[DOCUMENT SECTION]

◇ ◇ ◇ ◇ ◇

Time of death studies 'very promising'

Andrea Donaldson
Andrea Donaldson
Scientific detective work by University of Otago researcher Andrea Donaldson could pave the way for a revolutionary new and more accurate way of determining the time of death, during murder investigations.

Mrs Donaldson (35) will graduate from Otago University today with a biochemistry PhD focusing on identifying blood test biomarkers which could more precisely determine the time of death.

She will be among about 370 people who will graduate in person with a wide range of qualifications, including in consumer and applied sciences and physical education, in a 4pm ceremony at the Dunedin Town Hall. Since she was a child she has been interested in solving murderous crimes, and had read several forensic studies before leaving secondary school.

She has already completed an MSc at Otago, focusing on an innovative analysis of blood-spatter evidence, which attracted an inquiry from interested police investigators in the United States.

◇ ◇ ◇ ◇ ◇

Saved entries
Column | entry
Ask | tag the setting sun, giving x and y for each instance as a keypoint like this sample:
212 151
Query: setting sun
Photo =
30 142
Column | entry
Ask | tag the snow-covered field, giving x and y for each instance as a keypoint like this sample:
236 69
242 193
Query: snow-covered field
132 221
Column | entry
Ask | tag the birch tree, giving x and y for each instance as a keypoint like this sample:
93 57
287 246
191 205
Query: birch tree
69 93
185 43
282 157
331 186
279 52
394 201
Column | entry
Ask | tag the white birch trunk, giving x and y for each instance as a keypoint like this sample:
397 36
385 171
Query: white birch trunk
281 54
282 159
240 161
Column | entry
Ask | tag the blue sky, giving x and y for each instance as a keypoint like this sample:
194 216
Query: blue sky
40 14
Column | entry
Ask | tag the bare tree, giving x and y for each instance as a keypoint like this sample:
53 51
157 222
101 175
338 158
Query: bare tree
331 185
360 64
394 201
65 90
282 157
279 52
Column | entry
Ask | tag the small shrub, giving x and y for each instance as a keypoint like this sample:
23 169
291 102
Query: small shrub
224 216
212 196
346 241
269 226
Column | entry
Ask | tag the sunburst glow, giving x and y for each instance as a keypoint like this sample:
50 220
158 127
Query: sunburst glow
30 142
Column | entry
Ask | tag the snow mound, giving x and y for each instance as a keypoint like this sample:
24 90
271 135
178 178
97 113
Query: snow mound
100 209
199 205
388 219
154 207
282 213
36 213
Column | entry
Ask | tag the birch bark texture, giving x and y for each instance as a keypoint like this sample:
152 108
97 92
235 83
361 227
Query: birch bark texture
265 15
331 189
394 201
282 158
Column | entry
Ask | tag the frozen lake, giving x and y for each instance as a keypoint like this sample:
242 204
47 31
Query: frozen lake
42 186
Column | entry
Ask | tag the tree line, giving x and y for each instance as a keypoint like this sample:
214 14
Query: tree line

◇ ◇ ◇ ◇ ◇

[WHAT YOU WILL DO]
• A. For each statement, say whether it agrees with the time-of-death article, and quote the deciding words: (i) Donaldson's PhD is in biochemistry; (ii) the graduation ceremony at the Dunedin Town Hall begins at 2pm; (iii) her MSc work drew an inquiry from police investigators in Canada.
• B. According to the time-of-death article, about how many people will graduate in person at the ceremony?

[SOLVED TASKS]
• A.
(i) Yes: "with a biochemistry PhD focusing on identifying blood test biomarkers"
(ii) No: "in a 4pm ceremony at the Dunedin Town Hall"
(iii) No: "attracted an inquiry from interested police investigators in the United States"

• B. About 370 people.